* Required work
Begin at the line that contains "mark the metal post -- a dot per instance" and repeat every line from there to the end of the records below, inclusive, without adding any other line.

* Extracted entries
--------------------------------------------------

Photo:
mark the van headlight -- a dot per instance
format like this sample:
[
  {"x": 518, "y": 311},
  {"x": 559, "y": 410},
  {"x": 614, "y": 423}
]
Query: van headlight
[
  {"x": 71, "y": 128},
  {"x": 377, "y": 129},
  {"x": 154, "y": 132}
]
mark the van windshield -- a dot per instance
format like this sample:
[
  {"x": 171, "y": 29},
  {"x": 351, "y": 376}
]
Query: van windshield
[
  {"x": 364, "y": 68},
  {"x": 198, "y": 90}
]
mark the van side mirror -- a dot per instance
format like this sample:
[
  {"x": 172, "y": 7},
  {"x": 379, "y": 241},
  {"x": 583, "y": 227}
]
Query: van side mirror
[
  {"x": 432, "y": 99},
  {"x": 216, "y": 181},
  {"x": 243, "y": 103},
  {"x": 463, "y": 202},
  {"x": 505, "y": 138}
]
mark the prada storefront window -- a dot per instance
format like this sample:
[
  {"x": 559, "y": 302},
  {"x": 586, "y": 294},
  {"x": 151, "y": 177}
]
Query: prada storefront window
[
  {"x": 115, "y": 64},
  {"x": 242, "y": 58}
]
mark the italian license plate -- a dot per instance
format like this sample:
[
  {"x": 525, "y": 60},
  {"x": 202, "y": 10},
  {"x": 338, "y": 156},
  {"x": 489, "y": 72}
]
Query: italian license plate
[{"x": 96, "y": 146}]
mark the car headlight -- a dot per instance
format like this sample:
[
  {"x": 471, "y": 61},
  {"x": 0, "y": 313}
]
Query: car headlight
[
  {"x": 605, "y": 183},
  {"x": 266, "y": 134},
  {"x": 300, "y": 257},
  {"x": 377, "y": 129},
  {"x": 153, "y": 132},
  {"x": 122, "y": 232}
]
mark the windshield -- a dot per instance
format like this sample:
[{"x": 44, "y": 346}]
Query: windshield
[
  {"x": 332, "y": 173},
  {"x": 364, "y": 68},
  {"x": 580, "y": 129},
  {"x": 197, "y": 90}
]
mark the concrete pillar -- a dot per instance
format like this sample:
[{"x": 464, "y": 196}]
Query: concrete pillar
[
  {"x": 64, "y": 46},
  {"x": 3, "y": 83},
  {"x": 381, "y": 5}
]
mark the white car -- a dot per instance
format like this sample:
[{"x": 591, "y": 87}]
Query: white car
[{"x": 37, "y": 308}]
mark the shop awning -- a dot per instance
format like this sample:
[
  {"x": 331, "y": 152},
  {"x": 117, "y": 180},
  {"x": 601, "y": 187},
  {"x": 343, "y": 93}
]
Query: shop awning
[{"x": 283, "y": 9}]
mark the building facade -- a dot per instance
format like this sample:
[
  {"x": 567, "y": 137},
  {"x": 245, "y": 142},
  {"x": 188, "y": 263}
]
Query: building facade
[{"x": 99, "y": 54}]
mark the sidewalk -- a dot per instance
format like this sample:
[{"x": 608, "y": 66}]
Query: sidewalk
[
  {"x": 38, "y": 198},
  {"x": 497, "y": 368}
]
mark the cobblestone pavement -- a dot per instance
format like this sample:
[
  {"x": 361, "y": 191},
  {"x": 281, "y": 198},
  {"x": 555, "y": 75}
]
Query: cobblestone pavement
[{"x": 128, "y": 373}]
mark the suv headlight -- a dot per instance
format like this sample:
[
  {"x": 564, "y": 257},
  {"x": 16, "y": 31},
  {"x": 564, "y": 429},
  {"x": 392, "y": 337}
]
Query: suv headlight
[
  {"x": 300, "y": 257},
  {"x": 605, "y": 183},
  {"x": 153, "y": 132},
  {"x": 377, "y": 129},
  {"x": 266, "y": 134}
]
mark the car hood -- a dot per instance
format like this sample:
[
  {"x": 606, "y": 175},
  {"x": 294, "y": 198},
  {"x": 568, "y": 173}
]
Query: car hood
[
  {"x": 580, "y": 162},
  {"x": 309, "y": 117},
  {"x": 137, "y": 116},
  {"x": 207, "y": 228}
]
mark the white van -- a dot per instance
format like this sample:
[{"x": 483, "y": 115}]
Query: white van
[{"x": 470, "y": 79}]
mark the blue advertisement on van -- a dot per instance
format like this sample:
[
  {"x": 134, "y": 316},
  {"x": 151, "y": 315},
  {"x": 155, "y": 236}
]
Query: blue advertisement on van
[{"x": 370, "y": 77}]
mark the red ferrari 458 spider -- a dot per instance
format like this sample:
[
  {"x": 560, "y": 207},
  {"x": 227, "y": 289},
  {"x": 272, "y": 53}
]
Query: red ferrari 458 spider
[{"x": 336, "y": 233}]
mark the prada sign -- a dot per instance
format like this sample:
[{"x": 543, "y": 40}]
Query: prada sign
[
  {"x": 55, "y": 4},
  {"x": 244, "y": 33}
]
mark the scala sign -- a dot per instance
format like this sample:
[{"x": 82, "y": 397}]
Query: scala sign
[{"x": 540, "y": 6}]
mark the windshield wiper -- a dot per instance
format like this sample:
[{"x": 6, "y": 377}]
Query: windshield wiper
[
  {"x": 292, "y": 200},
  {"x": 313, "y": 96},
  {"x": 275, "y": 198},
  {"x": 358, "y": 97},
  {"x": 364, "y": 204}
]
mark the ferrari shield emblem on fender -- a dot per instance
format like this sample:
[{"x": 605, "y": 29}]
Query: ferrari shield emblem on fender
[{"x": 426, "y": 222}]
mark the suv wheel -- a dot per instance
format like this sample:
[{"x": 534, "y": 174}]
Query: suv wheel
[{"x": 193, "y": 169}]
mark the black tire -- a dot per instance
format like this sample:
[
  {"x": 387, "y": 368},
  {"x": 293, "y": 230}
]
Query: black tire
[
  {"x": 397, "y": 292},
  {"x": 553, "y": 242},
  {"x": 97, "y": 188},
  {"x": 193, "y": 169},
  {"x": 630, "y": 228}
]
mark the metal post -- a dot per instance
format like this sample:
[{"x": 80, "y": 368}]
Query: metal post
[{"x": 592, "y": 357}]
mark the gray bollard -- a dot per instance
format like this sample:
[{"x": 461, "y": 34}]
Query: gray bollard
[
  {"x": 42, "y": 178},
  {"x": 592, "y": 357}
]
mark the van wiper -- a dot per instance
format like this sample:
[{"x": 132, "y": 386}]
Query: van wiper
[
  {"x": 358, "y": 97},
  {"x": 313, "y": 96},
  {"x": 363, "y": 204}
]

--------------------------------------------------

* Output of the exercise
mark the metal post -- a dot per instance
format like this sample:
[{"x": 80, "y": 368}]
Query: metal post
[{"x": 592, "y": 357}]
mark the gray bollard -- a dot per instance
format like this sample:
[{"x": 461, "y": 34}]
Query: gray bollard
[
  {"x": 42, "y": 178},
  {"x": 592, "y": 357}
]
mark the van wiper -- a dot per instance
format like this sample:
[{"x": 132, "y": 386}]
Query: van wiper
[
  {"x": 358, "y": 97},
  {"x": 313, "y": 96},
  {"x": 363, "y": 204}
]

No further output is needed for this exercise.